--- Given exercise ---
Emit a verbatim copy of the lines running from the line with "Where can the wooden trail" through the end of the material below.

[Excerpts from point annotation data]
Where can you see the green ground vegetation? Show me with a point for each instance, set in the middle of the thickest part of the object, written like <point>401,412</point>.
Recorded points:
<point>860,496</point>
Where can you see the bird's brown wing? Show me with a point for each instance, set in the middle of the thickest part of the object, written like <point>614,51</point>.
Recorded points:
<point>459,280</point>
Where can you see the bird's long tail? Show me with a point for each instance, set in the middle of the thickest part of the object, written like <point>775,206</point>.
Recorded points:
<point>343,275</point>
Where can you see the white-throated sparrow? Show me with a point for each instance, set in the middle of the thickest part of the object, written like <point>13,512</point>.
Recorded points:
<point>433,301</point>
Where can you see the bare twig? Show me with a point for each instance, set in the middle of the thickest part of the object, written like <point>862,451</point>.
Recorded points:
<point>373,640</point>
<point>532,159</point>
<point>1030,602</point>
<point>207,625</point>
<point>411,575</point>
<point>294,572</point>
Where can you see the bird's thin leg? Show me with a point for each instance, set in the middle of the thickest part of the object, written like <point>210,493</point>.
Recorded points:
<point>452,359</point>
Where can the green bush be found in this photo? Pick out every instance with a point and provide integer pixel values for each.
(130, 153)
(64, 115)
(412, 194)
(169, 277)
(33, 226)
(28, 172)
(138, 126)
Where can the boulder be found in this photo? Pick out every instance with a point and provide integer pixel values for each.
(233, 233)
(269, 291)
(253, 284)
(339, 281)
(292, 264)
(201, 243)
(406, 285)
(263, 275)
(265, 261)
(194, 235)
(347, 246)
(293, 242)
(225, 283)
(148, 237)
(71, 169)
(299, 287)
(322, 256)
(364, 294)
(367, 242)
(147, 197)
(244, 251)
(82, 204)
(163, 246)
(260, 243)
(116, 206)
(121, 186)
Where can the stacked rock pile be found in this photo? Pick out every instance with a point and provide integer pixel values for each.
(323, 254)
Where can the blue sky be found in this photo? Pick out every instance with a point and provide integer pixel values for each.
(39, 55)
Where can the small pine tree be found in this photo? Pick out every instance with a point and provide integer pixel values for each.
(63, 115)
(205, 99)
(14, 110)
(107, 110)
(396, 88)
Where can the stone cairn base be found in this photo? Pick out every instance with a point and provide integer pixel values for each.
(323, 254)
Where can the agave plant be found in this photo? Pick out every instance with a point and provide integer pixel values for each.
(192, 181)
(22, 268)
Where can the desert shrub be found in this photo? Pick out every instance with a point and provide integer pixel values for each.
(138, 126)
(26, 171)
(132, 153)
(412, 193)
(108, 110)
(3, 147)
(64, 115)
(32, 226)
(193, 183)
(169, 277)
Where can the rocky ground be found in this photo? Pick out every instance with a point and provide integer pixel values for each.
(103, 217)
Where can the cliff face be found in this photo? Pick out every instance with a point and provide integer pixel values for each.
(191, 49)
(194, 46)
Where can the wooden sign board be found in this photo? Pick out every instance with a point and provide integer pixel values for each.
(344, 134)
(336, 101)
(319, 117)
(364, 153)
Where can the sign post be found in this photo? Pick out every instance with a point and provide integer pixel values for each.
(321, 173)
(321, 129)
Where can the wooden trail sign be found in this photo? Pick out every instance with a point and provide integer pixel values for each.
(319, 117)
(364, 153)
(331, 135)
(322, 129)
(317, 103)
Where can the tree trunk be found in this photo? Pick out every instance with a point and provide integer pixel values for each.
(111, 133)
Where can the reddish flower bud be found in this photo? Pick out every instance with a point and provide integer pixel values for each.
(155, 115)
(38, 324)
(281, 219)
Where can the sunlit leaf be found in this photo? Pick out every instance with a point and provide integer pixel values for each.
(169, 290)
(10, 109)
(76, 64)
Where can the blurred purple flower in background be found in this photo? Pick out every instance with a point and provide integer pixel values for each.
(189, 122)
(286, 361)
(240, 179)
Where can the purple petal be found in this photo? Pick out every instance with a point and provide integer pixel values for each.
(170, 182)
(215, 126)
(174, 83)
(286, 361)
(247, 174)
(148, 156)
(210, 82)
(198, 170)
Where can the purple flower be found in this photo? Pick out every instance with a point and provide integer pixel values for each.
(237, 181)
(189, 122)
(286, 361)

--- Solution below ---
Where can the wooden trail sign be found in this photo? Pick out every instance with a point and provide integer pixel values for each.
(319, 117)
(364, 153)
(331, 135)
(322, 129)
(317, 103)
Where can the tree trunk be found in this photo? Pick out every instance with a point and provide integer pixel values for each.
(111, 133)
Where can the reddish flower bud be found in this photo? Pick out every instance with a point and provide integer pixel values for each.
(155, 115)
(38, 324)
(281, 219)
Where can the sunlit leaf be found in this photo? Pick out every instance with a point and provide integer pixel values for each.
(169, 290)
(10, 109)
(76, 64)
Where can the blurred purple flower in background be found in this photo? Pick out every instance with a point and provide integer pixel values for each.
(189, 122)
(286, 361)
(240, 179)
Where can the purple petal be found in this photo? Pick out every instance with a point and provide integer pixel values for each.
(170, 182)
(215, 126)
(174, 83)
(286, 361)
(247, 174)
(148, 156)
(210, 82)
(198, 170)
Where can the purple flower be found in this photo? Pick out every instance with a point and provide integer pixel values for each.
(237, 181)
(189, 122)
(286, 361)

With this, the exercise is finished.